EXERCISE >> Only the records, repeated exactly, should make up the response.

[Records contained in a dataset]
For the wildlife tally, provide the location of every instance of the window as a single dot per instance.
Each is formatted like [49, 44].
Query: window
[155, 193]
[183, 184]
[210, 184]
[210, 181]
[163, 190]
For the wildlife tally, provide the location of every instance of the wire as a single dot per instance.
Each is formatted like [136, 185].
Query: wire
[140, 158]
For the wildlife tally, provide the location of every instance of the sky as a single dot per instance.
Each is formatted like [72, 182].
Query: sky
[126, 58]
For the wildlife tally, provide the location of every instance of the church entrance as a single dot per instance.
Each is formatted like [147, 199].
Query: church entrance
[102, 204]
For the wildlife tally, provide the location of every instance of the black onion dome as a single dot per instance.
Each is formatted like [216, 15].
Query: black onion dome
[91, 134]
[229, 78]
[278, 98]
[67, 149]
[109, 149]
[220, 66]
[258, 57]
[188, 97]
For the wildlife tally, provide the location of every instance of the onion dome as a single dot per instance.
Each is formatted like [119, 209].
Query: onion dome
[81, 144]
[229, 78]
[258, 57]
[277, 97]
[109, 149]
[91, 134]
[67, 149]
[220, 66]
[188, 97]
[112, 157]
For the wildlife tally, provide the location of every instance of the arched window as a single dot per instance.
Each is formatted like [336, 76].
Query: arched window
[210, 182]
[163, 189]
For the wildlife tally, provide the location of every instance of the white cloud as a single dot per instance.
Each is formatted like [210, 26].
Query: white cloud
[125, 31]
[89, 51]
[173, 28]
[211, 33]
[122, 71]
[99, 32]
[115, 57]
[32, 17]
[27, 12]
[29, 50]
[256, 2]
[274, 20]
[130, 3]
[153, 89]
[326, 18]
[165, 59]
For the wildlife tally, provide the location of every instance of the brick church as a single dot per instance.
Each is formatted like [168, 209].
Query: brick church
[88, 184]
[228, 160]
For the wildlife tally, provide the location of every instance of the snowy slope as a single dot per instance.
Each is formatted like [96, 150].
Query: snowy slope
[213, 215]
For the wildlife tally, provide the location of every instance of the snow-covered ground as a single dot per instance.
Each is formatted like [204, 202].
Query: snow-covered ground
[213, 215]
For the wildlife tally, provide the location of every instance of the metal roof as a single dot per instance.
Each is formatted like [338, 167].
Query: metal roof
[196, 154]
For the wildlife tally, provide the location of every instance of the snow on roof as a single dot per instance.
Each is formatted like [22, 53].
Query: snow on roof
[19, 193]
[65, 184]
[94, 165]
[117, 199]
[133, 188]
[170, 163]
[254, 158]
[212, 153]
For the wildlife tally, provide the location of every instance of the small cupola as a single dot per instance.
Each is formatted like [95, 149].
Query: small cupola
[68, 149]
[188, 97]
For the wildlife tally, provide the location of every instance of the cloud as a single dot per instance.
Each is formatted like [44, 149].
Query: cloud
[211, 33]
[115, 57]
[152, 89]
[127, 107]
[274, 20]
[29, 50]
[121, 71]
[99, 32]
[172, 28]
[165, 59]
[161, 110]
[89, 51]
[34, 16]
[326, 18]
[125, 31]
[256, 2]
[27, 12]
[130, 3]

ANSWER TO THIS EXERCISE >>
For the wildlife tally, provide the location of every instance of the window as a single dot per instance.
Each is formatted like [49, 44].
Query: window
[155, 193]
[183, 184]
[210, 184]
[210, 181]
[163, 190]
For the wildlife tally, provide the location of every instance of the wire as a single dot per instance.
Each is formatted like [136, 185].
Query: wire
[140, 158]
For the wildlife tally, provide the location of every instance of the sky as a single dot per instance.
Each is formatted like [72, 182].
Query: sky
[126, 58]
For the wildlife tally, provide the location of every instance of the church entrance as a single dot per instance.
Each is formatted like [147, 199].
Query: church entrance
[102, 204]
For the wildlife tally, provide the location of every instance of the black onion dome as a single dot per instance.
Each is formatted like [216, 15].
Query: black onion dome
[91, 134]
[229, 78]
[278, 98]
[67, 149]
[109, 149]
[220, 66]
[258, 57]
[188, 97]
For the wildlife tally, provide the location of every instance of the onion dome as a single dot per instance.
Each is formatted like [119, 209].
Query: onion dome
[81, 144]
[229, 78]
[258, 57]
[277, 97]
[109, 149]
[91, 134]
[67, 149]
[220, 66]
[188, 97]
[112, 157]
For the wildlife tally, provide the location of every instance of the arched window as a single dot per instance.
Each is formatted like [336, 76].
Query: arched window
[210, 182]
[163, 189]
For the wildlife tally, provide the location of every instance of the white cloud as a single dot per instance.
Each is formatted like [210, 26].
Query: white cloud
[125, 31]
[89, 51]
[173, 28]
[211, 33]
[122, 71]
[99, 32]
[115, 57]
[32, 17]
[27, 12]
[29, 50]
[256, 2]
[274, 20]
[130, 3]
[153, 89]
[326, 18]
[165, 59]
For the wildlife tally, provide the location of every instance of the brick church as a single dot per instance.
Each is formatted like [168, 209].
Query: brick church
[88, 184]
[228, 160]
For the wildlife tally, provide the location of every instance of the snowy slope as a single dot per instance.
Each is formatted like [96, 150].
Query: snowy slope
[213, 215]
For the wildlife tally, provide the location of every instance of the snow-covered ground as a single dot per instance.
Each is formatted like [204, 202].
Query: snow-covered ground
[213, 215]
For the wildlife tally, provide the location of every instance of the metal roof as a single dot per instance.
Each is formatted like [338, 167].
Query: metal roof
[196, 154]
For the wildlife tally, provide the location of every instance of the snow on roof as a single dot per instance.
Each is formatted like [22, 53].
Query: snow on roof
[19, 193]
[65, 184]
[94, 165]
[117, 199]
[133, 188]
[170, 163]
[254, 158]
[212, 153]
For the wildlife tally, provide the location of every instance of the small cupola as a single dot per instance.
Each is formatted like [95, 149].
Query: small cupola
[68, 149]
[188, 97]
For the wildlife tally, provide the location of every instance of the cloud as a single dot per instance.
Each is formatted like [44, 149].
Query: cloud
[211, 33]
[115, 57]
[152, 89]
[127, 107]
[274, 20]
[29, 50]
[121, 71]
[99, 32]
[172, 28]
[165, 59]
[161, 110]
[89, 51]
[34, 16]
[326, 18]
[125, 31]
[256, 2]
[27, 12]
[130, 3]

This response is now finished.